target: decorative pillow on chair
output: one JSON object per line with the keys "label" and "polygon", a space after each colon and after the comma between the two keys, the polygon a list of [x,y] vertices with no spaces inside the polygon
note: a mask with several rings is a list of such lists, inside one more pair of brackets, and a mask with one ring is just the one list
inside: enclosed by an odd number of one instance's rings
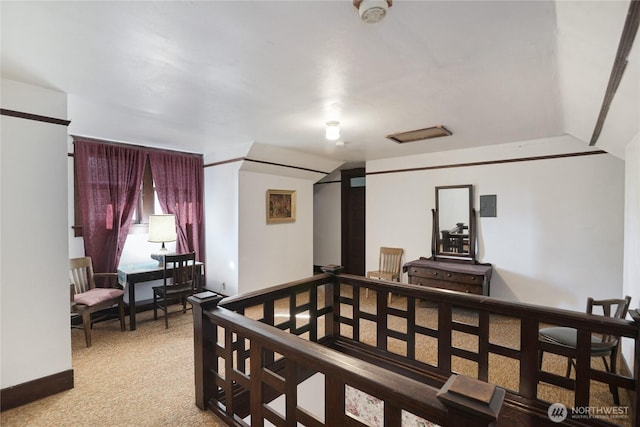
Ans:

* * *

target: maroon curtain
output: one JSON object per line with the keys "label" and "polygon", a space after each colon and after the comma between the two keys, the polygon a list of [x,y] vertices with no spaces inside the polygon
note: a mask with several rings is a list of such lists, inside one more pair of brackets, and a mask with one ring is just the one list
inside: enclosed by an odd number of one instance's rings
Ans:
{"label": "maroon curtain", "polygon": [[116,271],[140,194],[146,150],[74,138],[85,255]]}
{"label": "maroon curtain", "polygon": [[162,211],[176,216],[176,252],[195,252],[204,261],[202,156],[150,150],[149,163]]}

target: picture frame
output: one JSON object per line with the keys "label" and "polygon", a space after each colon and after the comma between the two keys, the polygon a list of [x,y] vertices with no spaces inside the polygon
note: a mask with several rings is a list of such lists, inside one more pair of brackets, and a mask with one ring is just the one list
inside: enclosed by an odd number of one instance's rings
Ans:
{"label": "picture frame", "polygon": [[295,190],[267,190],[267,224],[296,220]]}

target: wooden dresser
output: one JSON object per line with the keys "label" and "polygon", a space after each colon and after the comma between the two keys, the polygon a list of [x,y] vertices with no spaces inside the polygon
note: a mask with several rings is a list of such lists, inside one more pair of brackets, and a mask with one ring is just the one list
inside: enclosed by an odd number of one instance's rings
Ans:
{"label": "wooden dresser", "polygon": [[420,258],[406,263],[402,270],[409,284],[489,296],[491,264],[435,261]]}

* * *

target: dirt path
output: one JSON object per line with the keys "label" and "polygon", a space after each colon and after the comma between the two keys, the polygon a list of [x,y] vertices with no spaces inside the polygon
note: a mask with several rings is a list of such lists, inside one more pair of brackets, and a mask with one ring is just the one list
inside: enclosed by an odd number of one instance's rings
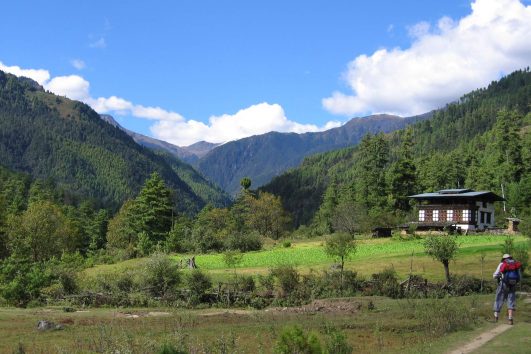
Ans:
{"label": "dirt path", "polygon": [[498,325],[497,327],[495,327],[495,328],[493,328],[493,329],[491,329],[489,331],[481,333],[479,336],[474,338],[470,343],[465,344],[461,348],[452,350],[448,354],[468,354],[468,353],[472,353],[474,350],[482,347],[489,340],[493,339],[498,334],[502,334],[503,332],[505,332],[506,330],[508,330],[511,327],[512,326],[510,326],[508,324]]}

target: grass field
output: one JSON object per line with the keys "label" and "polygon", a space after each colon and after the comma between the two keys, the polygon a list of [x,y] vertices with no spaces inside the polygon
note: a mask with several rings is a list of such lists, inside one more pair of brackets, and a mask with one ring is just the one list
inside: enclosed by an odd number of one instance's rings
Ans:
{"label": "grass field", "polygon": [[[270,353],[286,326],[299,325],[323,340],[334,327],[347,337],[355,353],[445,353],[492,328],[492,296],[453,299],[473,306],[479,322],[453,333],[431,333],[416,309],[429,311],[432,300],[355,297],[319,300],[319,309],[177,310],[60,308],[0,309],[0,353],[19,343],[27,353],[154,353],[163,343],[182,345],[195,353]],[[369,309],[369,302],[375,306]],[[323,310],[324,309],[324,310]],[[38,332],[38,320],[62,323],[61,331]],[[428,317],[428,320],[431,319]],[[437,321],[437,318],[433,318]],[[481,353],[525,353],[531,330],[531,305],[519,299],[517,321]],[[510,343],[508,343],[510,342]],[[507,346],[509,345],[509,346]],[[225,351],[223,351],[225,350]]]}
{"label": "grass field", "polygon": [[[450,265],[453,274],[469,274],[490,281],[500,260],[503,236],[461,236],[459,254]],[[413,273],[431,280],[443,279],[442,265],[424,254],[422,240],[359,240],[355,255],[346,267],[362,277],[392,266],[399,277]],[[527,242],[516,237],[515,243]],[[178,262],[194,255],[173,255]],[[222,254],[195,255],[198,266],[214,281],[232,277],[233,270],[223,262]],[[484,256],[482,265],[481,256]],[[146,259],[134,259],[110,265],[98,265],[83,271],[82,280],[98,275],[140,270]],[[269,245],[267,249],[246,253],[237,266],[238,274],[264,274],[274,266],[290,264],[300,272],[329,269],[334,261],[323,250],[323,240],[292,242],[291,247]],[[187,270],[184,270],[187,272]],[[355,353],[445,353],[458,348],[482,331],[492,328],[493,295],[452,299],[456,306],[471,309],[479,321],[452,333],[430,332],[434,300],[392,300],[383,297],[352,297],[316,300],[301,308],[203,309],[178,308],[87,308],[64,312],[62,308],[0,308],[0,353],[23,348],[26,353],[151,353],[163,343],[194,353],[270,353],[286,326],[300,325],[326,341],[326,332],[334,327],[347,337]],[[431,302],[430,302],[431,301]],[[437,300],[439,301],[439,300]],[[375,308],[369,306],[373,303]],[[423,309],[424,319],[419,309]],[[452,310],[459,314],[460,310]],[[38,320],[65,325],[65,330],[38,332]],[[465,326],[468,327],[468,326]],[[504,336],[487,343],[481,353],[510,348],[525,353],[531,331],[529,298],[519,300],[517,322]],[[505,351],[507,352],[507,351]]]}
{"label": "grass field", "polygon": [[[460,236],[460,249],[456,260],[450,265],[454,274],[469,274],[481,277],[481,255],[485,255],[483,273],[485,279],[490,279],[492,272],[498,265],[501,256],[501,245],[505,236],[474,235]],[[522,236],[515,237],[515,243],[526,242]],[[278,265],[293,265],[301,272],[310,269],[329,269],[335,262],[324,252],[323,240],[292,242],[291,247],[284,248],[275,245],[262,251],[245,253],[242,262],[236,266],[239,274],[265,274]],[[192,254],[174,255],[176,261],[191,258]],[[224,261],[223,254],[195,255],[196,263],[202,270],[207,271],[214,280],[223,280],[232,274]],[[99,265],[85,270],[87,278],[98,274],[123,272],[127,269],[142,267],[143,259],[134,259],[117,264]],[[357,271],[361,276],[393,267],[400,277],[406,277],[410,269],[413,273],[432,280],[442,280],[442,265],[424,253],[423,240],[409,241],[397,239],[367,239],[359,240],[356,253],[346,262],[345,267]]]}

■ **The task**:
Find the string "target" in the data. Report each line it appears in.

■ **Solution to this exercise**:
target: decorative pillow on chair
target: maroon curtain
target: picture frame
target: wooden dresser
target: dirt path
target: grass field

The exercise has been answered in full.